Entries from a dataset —
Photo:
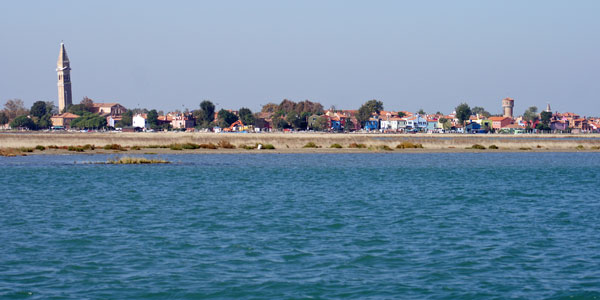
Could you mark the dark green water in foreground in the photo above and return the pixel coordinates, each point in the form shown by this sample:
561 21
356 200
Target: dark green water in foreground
350 226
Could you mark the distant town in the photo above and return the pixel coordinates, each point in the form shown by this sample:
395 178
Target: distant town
92 115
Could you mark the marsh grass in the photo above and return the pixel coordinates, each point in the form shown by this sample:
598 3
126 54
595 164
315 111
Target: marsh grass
135 161
11 152
408 145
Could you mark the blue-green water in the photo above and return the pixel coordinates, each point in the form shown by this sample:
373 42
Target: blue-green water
323 226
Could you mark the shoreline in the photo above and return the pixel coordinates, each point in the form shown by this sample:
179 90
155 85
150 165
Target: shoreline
295 142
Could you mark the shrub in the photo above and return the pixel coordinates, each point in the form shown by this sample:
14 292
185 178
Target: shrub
75 148
225 144
408 145
190 146
135 161
11 152
176 147
208 146
114 147
355 145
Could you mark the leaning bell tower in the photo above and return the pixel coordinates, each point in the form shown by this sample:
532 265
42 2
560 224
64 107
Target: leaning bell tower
63 69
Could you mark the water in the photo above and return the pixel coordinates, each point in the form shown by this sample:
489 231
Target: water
323 226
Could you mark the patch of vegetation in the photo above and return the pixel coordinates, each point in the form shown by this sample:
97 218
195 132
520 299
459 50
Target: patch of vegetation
135 161
114 147
477 146
11 152
359 146
76 148
408 145
208 146
226 144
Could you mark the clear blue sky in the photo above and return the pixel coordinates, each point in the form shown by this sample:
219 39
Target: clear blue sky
409 54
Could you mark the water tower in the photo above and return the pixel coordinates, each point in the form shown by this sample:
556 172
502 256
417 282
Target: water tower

STATED TASK — Set out every line of the listing above as a JSON list of strings, one string per line, skipping blank lines and leaving out the pictures.

RESULT —
[
  "Photo:",
  "Could you mark the dark green water in foreground in the photo above and return the pixel coordinates, each point in the form shown by this sample:",
  "561 21",
  "356 200",
  "Target: dark green water in foreground",
  "350 226",
  "Could you mark the distant town in the photo above and return the pixel coordinates, each point in the form shown by this sample:",
  "395 178",
  "Target: distant town",
  "92 115",
  "Could you mark the marsh grass in the photo above and return the pixel coordinates, each point in the form shown by this sample:",
  "598 3",
  "126 54",
  "595 164",
  "315 111",
  "Target: marsh grass",
  "135 161",
  "11 152",
  "408 145",
  "Could you mark the blue-green water in the photo above and return the pixel coordinates, each point in the form shown by this sample:",
  "373 42",
  "Target: blue-green water",
  "323 226",
  "Could you mark the shoreline in the photo above and return the pixel coordinates, each point in the form shown by this sample:",
  "179 90",
  "155 85",
  "150 165",
  "Target: shoreline",
  "295 142",
  "Could you mark the shrub in the photo above and return the pixel coordinates, each point in the form shown by this sample:",
  "14 292",
  "185 178",
  "Target: shrub",
  "75 148",
  "225 144",
  "408 145",
  "190 146",
  "135 161",
  "11 152",
  "176 147",
  "208 146",
  "114 147",
  "355 145",
  "Could you mark the leaning bell tower in the photo above and return the pixel coordinates, each point in the form shown by this sample:",
  "532 265",
  "42 2",
  "560 224",
  "64 107",
  "Target: leaning bell tower",
  "63 69",
  "Could you mark the water in the photo above and return the pixel coordinates, each point in the form shown by this sample:",
  "489 231",
  "Target: water",
  "323 226",
  "Could you mark the patch of vegetation in the photo above and return the pixel coordinates, each point in the form shown by this sample:",
  "97 218",
  "195 132",
  "520 299",
  "459 50",
  "Target: patch of vegetation",
  "135 161",
  "114 147",
  "477 146",
  "11 152",
  "359 146",
  "76 148",
  "408 145",
  "208 146",
  "226 144",
  "Could you mark the clear blue sky in the photo above and return the pixel coordinates, each point in the form shown by this sample:",
  "219 39",
  "Target: clear blue sky",
  "409 54",
  "Could you mark the water tower in the photo above and return the pixel coordinates, each point in the form shown by this sample:",
  "556 172",
  "502 256",
  "417 282",
  "Target: water tower"
]